→ **Directions**
**A)** In the blog post, what computer did the author bring to the sister's home?
**B)** Check each statement against the blog post, answering yes or no with the deciding words quoted: (i) The sister the author visited is older than the author. (ii) The author got a lot of writing done over the weekend. (iii) The lyrics searches were for a song titled 1985.
**C)** Quote the blog post from "At the bottom" up to and including "released this year.".
:: Source passage
Djinns and Texas PowerPop

Back over the weekend I was over at my sisters, my older sister, who has the older two kids. Nicole and Lucas. I had brought my laptop with me hoping to write some stuff over the weekend. That didn't happen. Even though my Niece has two computers at her disposal, there was a certain attraction to surfing about on my iBook. When I got it out again back at my place I discovered I had a small window into the world of an American seventh grader by tapping the top windows back button.

At the bottom of this pile representing the start the voyage English forums.com a forum thread on the longest word in the english language. Nathaniel and his Djinn pal Bartimaeus saving London or what's left of it after the Golem looks about. (a tour through the trivia quiz section of this site - a stack of correct answers). This relates to the second book of the Bartimaeus trilogy by Jon Stroud released this year.

Next a meandering set of searches for the lyrics to the song 1985 by the Texas band Bowing for Soup. (I always go to Mp3 lyrics_org first when I'm trying to find lyrics, I just get lyrics, nobody tries to sell me anything) from there more sites until a link to the song itself off the MTV site for BFS is settled on.

At this point there was input from her father downstairs and the browser switches course: Yahooligans > Yahooligans Science > search results: Science Fair Projects > IPL Kidspace Science Fair project Ideas > Agricultural ideas for Science fair projects > Bill Nye > Science Project ideas (rossarts). About then it was time for dinner.
::::
:: Extracted data
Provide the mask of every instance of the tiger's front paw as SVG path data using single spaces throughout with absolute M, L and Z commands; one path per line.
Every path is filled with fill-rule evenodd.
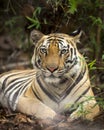
M 56 115 L 57 115 L 56 112 L 50 108 L 41 109 L 41 110 L 39 109 L 35 113 L 35 116 L 41 119 L 47 119 L 47 118 L 53 119 Z

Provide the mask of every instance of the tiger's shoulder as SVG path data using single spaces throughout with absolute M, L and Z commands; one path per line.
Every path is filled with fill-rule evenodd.
M 37 71 L 35 69 L 27 69 L 27 70 L 12 70 L 8 72 L 4 72 L 0 74 L 0 83 L 3 83 L 6 80 L 16 80 L 21 78 L 32 78 L 36 77 Z

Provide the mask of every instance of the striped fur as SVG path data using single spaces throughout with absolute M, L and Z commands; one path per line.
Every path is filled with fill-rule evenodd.
M 76 47 L 80 35 L 81 32 L 68 36 L 33 31 L 31 37 L 36 42 L 32 57 L 34 69 L 0 76 L 2 106 L 39 118 L 70 112 L 72 119 L 80 116 L 93 119 L 99 107 L 90 86 L 85 59 Z M 83 104 L 84 111 L 90 112 L 80 115 L 80 105 L 75 107 L 78 103 Z

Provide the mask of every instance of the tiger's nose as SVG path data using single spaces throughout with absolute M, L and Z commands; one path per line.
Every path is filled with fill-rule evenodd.
M 58 69 L 58 67 L 57 67 L 57 66 L 47 66 L 47 69 L 48 69 L 51 73 L 53 73 L 55 70 Z

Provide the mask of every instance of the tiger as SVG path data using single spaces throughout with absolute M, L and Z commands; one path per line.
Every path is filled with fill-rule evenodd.
M 72 120 L 93 120 L 100 110 L 87 63 L 77 49 L 81 35 L 82 30 L 47 35 L 33 30 L 33 68 L 0 75 L 0 104 L 41 119 L 68 112 Z M 81 106 L 87 114 L 81 114 Z

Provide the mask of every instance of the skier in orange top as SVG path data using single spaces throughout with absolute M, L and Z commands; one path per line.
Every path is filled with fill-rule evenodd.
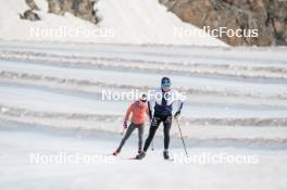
::::
→ **Task-by-task answers**
**A)** An iBook laptop.

**B)**
(i) Yes: "my older sister"
(ii) No: "That didn't happen."
(iii) Yes: "the lyrics to the song 1985"

**C)**
At the bottom of this pile representing the start the voyage English forums.com a forum thread on the longest word in the english language. Nathaniel and his Djinn pal Bartimaeus saving London or what's left of it after the Golem looks about. (a tour through the trivia quiz section of this site - a stack of correct answers). This relates to the second book of the Bartimaeus trilogy by Jon Stroud released this year.